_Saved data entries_
****************************************

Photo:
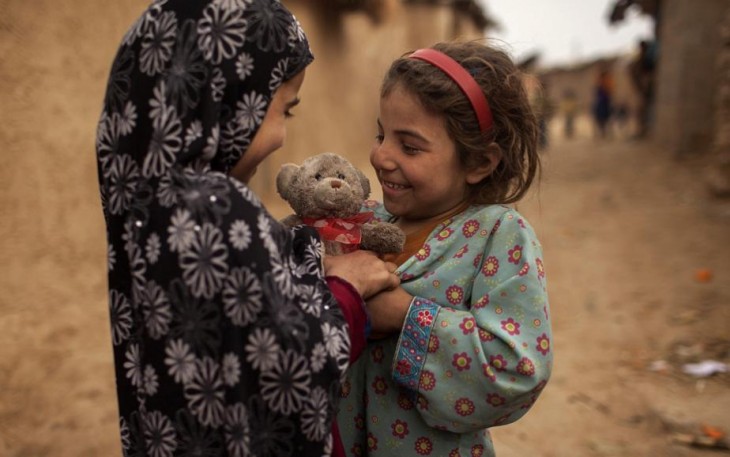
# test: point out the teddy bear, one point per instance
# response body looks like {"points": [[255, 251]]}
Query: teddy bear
{"points": [[327, 192]]}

****************************************

_Set exercise_
How many lines of the records above contain the string "bear"? Case matters; reply with the number alone.

_Exercise solution_
2